──────── EXCERPTED RECORDS ────────
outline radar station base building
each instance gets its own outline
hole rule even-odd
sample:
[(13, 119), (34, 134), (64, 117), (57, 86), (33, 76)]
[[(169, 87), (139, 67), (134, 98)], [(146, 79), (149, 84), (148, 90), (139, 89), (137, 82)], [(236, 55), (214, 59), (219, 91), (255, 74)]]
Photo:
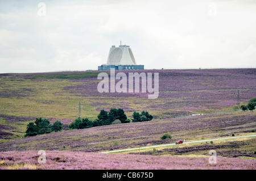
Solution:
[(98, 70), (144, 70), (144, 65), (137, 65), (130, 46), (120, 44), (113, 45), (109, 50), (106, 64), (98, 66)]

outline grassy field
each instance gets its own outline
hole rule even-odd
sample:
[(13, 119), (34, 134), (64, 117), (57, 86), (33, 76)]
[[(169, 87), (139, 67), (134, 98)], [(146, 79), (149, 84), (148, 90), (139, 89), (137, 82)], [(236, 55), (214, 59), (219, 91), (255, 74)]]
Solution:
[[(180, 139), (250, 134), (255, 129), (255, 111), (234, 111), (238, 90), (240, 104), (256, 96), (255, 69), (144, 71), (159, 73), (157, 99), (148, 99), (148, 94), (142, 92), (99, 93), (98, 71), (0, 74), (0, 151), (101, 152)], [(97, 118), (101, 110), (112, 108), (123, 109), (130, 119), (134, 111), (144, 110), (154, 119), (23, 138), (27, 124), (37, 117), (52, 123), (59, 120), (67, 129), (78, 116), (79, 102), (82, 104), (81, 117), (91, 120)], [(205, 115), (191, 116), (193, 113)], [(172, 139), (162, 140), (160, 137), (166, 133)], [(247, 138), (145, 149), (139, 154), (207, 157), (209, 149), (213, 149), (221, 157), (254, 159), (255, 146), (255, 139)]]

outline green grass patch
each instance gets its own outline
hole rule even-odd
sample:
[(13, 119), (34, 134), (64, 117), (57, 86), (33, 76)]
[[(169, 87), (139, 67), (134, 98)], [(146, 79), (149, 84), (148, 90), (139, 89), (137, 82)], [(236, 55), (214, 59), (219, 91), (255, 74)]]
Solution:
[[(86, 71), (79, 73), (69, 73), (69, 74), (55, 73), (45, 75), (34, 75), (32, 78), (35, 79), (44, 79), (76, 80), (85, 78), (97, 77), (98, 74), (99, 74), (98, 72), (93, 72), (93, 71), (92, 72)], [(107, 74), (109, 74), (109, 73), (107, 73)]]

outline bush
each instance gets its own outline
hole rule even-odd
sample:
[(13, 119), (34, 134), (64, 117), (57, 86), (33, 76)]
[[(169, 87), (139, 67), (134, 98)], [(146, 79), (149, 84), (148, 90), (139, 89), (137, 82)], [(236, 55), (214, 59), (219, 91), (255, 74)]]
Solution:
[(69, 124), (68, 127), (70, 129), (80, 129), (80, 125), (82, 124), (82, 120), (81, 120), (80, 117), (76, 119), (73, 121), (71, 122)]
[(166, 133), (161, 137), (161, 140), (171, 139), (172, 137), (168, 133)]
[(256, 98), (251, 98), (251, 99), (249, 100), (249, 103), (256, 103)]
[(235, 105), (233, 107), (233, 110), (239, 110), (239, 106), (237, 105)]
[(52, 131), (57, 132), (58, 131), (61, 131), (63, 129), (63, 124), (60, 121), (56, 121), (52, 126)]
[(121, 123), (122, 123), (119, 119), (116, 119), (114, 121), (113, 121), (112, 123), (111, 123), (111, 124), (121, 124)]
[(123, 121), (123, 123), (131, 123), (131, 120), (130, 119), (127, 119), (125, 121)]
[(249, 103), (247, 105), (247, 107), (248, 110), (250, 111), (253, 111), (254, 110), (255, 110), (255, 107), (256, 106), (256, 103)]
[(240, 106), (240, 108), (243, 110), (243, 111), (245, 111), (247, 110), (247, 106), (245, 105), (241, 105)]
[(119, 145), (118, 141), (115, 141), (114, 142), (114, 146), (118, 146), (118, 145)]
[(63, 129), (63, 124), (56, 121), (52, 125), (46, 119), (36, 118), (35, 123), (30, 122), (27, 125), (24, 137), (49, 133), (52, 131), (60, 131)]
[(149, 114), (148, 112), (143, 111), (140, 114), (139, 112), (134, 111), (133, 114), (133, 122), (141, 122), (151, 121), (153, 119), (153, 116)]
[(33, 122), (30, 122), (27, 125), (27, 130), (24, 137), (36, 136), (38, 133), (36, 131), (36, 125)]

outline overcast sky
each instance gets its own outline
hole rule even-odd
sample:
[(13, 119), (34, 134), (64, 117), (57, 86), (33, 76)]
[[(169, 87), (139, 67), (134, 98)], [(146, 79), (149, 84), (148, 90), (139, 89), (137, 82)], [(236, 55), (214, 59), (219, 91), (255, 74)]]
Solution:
────────
**EXERCISE DIRECTIONS:** Switch "hole rule" to "fill rule" throughout the rows above and give them again with nothing else changed. Leave the picture out of your version.

**FINISHED EXERCISE:**
outline radar station base building
each instance gets its own outline
fill rule even-odd
sample:
[(13, 119), (34, 134), (64, 117), (57, 86), (33, 76)]
[[(169, 87), (139, 67), (134, 98)], [(146, 79), (149, 84), (148, 90), (139, 89), (137, 82)], [(236, 55), (214, 59), (219, 91), (255, 74)]]
Photo:
Solution:
[(98, 70), (144, 70), (144, 65), (137, 65), (130, 46), (120, 44), (113, 45), (109, 50), (106, 64), (98, 66)]

outline grassy field
each instance gets its own outline
fill rule even-odd
sample:
[(13, 119), (34, 134), (64, 117), (57, 86), (33, 76)]
[[(169, 87), (139, 67), (134, 98)], [(146, 79), (149, 84), (148, 90), (139, 89), (137, 82)], [(236, 55), (214, 59), (219, 91), (255, 74)]]
Solution:
[[(180, 139), (250, 134), (255, 129), (255, 111), (234, 111), (238, 90), (240, 104), (256, 96), (255, 69), (144, 71), (159, 73), (157, 99), (148, 99), (148, 94), (142, 92), (99, 93), (98, 71), (0, 74), (0, 151), (101, 152)], [(97, 118), (101, 110), (112, 108), (123, 109), (130, 119), (134, 111), (144, 110), (154, 119), (23, 138), (27, 124), (37, 117), (52, 123), (59, 120), (67, 129), (78, 116), (79, 102), (82, 104), (81, 117), (91, 120)], [(205, 115), (191, 116), (193, 113)], [(172, 139), (162, 140), (160, 137), (166, 133)], [(247, 138), (145, 149), (139, 154), (207, 157), (209, 149), (213, 149), (221, 157), (254, 159), (255, 146), (255, 139)]]

outline green grass patch
each instance gets its own outline
fill rule even-odd
sample:
[(13, 119), (34, 134), (64, 117), (57, 86), (33, 76)]
[[(169, 87), (139, 67), (134, 98)], [(146, 79), (149, 84), (148, 90), (139, 89), (137, 82)], [(236, 55), (214, 59), (219, 91), (255, 74)]]
Solution:
[[(86, 71), (79, 73), (69, 73), (69, 74), (55, 73), (45, 75), (34, 75), (32, 78), (35, 79), (44, 79), (76, 80), (85, 78), (97, 77), (98, 74), (99, 74), (98, 72), (93, 72), (93, 71), (92, 72)], [(107, 74), (109, 74), (109, 73), (107, 73)]]

outline bush
each instance gets its own outline
fill rule even-odd
sample:
[(13, 119), (34, 134), (64, 117), (57, 86), (33, 76)]
[[(169, 87), (139, 67), (134, 98)], [(146, 79), (149, 84), (148, 90), (139, 89), (137, 82)], [(236, 55), (214, 59), (219, 91), (255, 74)]]
Solution:
[(69, 124), (68, 127), (70, 129), (80, 129), (80, 125), (82, 124), (82, 120), (81, 120), (80, 117), (76, 119), (73, 121), (71, 122)]
[(166, 133), (161, 137), (161, 140), (171, 139), (172, 137), (168, 133)]
[(256, 98), (251, 98), (251, 99), (249, 100), (249, 103), (256, 103)]
[(235, 105), (233, 107), (233, 110), (239, 110), (239, 106), (237, 105)]
[(52, 131), (57, 132), (58, 131), (61, 131), (63, 129), (63, 124), (60, 121), (56, 121), (52, 126)]
[(121, 123), (122, 123), (119, 119), (116, 119), (114, 121), (113, 121), (112, 123), (111, 123), (111, 124), (121, 124)]
[(123, 121), (123, 123), (131, 123), (131, 120), (130, 119), (127, 119), (125, 121)]
[(249, 103), (247, 105), (247, 107), (248, 110), (250, 111), (253, 111), (254, 110), (255, 110), (255, 107), (256, 106), (256, 103)]
[(240, 106), (240, 108), (243, 110), (243, 111), (245, 111), (247, 110), (247, 106), (245, 105), (241, 105)]
[(119, 145), (118, 141), (115, 141), (114, 142), (114, 146), (118, 146), (118, 145)]
[(63, 129), (63, 124), (56, 121), (52, 125), (46, 119), (36, 118), (35, 123), (30, 122), (27, 125), (24, 137), (49, 133), (52, 131), (60, 131)]
[(149, 114), (148, 112), (143, 111), (140, 114), (139, 112), (134, 111), (133, 114), (133, 122), (141, 122), (151, 121), (153, 119), (153, 116)]
[(33, 122), (30, 122), (27, 125), (27, 130), (24, 137), (36, 136), (38, 133), (36, 131), (36, 125)]

outline overcast sky
each instance gets its own outline
fill rule even-odd
sample:
[(13, 119), (34, 134), (64, 117), (57, 86), (33, 76)]
[[(169, 87), (139, 67), (134, 98)], [(146, 79), (149, 84), (148, 90), (139, 89), (137, 82)], [(236, 55), (214, 59), (219, 91), (255, 74)]]
Solution:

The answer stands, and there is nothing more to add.